■ **Your assignment**
What is needed is an exact copy of the entries below, from the line that contains "Query: steel beam" through the final line, both included, and nothing else.

>>>

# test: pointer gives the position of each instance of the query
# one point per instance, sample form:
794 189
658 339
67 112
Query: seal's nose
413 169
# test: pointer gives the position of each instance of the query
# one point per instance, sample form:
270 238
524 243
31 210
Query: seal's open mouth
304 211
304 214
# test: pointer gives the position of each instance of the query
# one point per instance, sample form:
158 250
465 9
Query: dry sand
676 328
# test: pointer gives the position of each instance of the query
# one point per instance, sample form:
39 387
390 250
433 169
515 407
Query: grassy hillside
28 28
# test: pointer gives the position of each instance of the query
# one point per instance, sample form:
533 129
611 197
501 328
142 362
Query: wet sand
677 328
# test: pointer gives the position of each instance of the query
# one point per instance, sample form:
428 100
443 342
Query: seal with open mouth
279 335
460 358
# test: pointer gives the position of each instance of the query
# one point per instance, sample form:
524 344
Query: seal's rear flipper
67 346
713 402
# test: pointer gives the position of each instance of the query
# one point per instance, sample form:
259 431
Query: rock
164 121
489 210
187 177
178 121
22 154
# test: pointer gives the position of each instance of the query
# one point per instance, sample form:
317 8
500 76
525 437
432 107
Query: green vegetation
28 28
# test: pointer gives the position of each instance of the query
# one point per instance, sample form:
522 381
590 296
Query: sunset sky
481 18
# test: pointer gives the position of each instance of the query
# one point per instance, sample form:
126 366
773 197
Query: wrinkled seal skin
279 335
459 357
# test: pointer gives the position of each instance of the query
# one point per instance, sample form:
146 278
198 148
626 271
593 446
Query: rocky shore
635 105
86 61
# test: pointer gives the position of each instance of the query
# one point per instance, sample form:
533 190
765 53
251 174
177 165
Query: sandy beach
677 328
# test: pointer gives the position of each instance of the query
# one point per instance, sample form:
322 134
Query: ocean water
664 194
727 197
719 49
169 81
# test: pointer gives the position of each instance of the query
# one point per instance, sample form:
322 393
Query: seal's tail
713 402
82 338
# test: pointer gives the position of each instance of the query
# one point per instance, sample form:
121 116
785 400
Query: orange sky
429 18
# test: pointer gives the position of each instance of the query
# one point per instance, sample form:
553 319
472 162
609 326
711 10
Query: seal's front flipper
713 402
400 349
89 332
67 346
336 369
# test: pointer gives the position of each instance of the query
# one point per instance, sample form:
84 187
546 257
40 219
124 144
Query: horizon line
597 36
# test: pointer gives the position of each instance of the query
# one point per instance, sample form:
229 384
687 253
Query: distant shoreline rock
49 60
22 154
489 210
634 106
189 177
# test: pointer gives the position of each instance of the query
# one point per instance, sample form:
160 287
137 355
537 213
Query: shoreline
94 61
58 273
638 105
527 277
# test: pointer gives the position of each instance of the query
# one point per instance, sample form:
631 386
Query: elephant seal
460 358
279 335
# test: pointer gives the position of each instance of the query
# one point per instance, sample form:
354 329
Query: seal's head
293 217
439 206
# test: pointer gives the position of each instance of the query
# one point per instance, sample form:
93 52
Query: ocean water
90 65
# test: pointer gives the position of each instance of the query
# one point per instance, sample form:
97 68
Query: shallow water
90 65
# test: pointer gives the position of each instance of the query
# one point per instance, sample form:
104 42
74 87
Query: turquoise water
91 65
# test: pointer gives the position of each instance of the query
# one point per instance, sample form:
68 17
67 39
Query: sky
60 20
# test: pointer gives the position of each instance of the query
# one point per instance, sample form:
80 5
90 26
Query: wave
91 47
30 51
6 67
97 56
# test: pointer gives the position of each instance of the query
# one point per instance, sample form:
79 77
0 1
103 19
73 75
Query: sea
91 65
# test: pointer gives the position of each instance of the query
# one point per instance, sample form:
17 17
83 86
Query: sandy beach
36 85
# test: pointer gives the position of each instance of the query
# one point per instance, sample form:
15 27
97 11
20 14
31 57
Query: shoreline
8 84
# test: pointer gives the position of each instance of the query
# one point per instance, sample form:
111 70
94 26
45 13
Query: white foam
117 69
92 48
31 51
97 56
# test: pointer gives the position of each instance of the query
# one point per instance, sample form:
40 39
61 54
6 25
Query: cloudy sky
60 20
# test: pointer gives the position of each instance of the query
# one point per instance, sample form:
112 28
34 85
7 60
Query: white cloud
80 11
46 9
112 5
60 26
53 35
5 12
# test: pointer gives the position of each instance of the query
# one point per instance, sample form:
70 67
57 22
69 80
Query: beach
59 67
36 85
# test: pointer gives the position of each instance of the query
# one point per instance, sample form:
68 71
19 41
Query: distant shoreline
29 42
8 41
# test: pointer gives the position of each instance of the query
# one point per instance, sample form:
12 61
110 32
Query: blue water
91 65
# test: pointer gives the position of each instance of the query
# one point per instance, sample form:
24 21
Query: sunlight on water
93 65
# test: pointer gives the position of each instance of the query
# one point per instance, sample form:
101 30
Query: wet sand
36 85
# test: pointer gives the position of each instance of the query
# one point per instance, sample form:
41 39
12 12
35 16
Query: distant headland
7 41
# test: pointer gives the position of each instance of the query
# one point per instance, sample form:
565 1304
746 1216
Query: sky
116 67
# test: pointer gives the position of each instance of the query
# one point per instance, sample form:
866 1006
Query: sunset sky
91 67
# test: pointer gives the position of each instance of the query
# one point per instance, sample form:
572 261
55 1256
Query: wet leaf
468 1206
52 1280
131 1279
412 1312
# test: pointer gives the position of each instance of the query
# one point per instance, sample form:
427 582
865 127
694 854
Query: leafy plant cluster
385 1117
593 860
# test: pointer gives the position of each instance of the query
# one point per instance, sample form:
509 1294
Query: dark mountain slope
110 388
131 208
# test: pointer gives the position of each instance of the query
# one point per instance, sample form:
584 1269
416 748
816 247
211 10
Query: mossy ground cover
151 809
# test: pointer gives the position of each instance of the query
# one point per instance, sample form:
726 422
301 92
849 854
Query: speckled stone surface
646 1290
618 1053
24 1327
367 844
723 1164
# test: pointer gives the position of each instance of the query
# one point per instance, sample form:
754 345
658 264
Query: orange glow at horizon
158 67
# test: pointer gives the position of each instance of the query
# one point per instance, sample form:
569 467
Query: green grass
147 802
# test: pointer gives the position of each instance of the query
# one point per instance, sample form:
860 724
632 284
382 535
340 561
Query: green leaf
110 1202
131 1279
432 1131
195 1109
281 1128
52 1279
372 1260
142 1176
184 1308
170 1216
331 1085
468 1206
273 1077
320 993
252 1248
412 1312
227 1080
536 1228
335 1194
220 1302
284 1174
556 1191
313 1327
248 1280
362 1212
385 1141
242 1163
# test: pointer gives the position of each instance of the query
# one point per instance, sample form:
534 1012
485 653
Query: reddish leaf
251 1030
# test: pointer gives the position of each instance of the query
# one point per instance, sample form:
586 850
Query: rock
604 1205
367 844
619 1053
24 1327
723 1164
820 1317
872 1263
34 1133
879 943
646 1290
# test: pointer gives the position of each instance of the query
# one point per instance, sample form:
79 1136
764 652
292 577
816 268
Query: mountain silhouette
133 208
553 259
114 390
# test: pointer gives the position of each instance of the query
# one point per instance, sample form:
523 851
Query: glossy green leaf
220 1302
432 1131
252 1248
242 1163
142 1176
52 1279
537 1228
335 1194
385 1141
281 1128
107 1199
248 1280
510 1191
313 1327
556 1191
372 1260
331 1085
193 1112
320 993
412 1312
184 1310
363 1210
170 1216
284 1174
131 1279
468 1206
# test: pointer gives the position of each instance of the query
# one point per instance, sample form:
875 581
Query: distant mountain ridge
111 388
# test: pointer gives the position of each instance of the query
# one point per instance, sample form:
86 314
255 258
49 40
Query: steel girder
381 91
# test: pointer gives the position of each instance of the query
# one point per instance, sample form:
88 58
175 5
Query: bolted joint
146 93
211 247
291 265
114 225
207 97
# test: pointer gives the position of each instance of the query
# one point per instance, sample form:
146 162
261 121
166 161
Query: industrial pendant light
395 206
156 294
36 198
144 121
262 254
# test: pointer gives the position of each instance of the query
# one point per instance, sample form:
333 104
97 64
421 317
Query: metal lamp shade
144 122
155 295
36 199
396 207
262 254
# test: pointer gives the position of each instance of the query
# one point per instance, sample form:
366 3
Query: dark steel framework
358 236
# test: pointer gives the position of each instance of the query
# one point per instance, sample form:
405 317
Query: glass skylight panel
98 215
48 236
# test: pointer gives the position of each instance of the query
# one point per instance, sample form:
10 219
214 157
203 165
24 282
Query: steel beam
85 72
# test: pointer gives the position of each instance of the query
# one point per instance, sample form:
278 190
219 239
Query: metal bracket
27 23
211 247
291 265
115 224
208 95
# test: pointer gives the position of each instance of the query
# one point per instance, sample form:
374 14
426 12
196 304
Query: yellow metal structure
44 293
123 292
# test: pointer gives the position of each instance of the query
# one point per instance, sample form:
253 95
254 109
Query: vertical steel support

<<<

■ **Solution for this problem**
Query: steel beam
85 72
# test: pointer gives the position of each instance of the query
# one point per instance, sample form:
278 190
219 239
Query: metal bracket
27 23
211 247
291 265
115 224
208 95
# test: pointer gives the position of each instance of the query
# one point per instance, sample form:
374 14
426 12
196 304
Query: yellow metal structure
44 293
123 292
# test: pointer gives the position of each instance of the query
# one point per instance, sample form:
253 95
254 109
Query: vertical steel support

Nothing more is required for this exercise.